:: Texto de la página ::

Como es natural en casos como este, algunos no desaprovecharon la oportunidad para decir que República Dominicana tampoco ha reconocido la competencia de la Corte IDH. Esto se ha debatido una y mil veces, y el artículo 62 de la Convención Americana sobre Derechos Humanos (CADH) nos da la solución: La competencia de la Corte se reconoce sin convención especial. De ahí que es perfectamente convencional y constitucional el instrumento mediante el cual el presidente Leonel Fernández reconoció la misma.
Esto ha sido reconocido por el Tribunal Constitucional dominicano, que en la página 11 de su sentencia TC/0084/13 afirmó que las decisiones de la Corte IDH son vinculantes para el Estado dominicano. Lo que es más, en la página 18 de su sentencia TC/0136/13 el Tribunal proclama que República Dominicana “aceptó la competencia de la Corte Interamericana de Derechos Humanos como órgano consultivo y contencioso, el veinticinco (25) de marzo de mil novecientos noventa y nueve (1999)”. No debe extrañar que así sea, a pesar de la disconformidad del Tribunal Constitucional con algunas decisiones de la Corte IDH. Contrario a lo que expresan los extremistas, los jueces del Tribunal saben que una cosa es estar en desacuerdo con una sentencia –sea esta la TC/0168/13 o Yean y Bosico, y otra muy distinta es pretender anular un órgano jurisdiccional.

:::

Sigue escribiendo el texto sobre la competencia de la Corte IDH en República Dominicana a partir de su última oración. El material que viene a continuación es independiente del texto.

:: Material ::

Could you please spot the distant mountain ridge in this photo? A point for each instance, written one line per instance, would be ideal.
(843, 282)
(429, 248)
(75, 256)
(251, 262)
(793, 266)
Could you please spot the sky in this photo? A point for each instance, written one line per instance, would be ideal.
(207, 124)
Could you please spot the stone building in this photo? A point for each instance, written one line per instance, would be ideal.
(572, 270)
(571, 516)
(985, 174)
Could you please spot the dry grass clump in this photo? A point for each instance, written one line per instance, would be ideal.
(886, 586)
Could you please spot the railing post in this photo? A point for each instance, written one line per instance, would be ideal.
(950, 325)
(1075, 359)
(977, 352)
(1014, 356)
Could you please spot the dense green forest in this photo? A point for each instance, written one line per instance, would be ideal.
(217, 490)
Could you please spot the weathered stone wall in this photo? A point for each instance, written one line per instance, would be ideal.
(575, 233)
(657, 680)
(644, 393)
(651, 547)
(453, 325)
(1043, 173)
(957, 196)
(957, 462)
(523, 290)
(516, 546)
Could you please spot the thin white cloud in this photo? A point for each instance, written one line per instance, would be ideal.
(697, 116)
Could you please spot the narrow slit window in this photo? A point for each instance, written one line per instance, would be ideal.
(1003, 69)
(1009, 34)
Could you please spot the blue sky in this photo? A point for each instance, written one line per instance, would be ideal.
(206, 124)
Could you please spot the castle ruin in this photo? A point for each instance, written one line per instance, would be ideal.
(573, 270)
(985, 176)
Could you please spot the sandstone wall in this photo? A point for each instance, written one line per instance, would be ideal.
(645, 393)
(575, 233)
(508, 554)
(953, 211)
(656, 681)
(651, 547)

:::

_Respuesta del ejercicio_:
La visita de la CIDH, invitada por el Estado dominicano y coordinada con el gobierno, tuvo una recepción desigual que demuestra la complejidad del problema y del Estado dominicano mismo. Mientras el Poder Ejecutivo –incluyendo el Presidente de la República- la recibió, otros órganos no hicieron lo mismo. Hubo dos casos notorios que, en mi opinión, tienen lecturas distintas.
En primer lugar, la Junta Central Electoral (JCE). Creo que este órgano debió recibir a la CIDH aún si fuera sólo por el hecho de que es el encargado del sistema de registro civil en el país. Entiendo que se perdió una oportunidad de oro para explicar cómo es que se pretende aplicar la sentencia TC/0168/13 sin vulnerar el derecho de los afectados a la nacionalidad. Pero igual, la negativa de la JCE también impidió que se pudiera explicar a la CIDH qué medidas está tomando el Estado dominicano para superar los problemas ciertos y comprobados del registro civil en el país.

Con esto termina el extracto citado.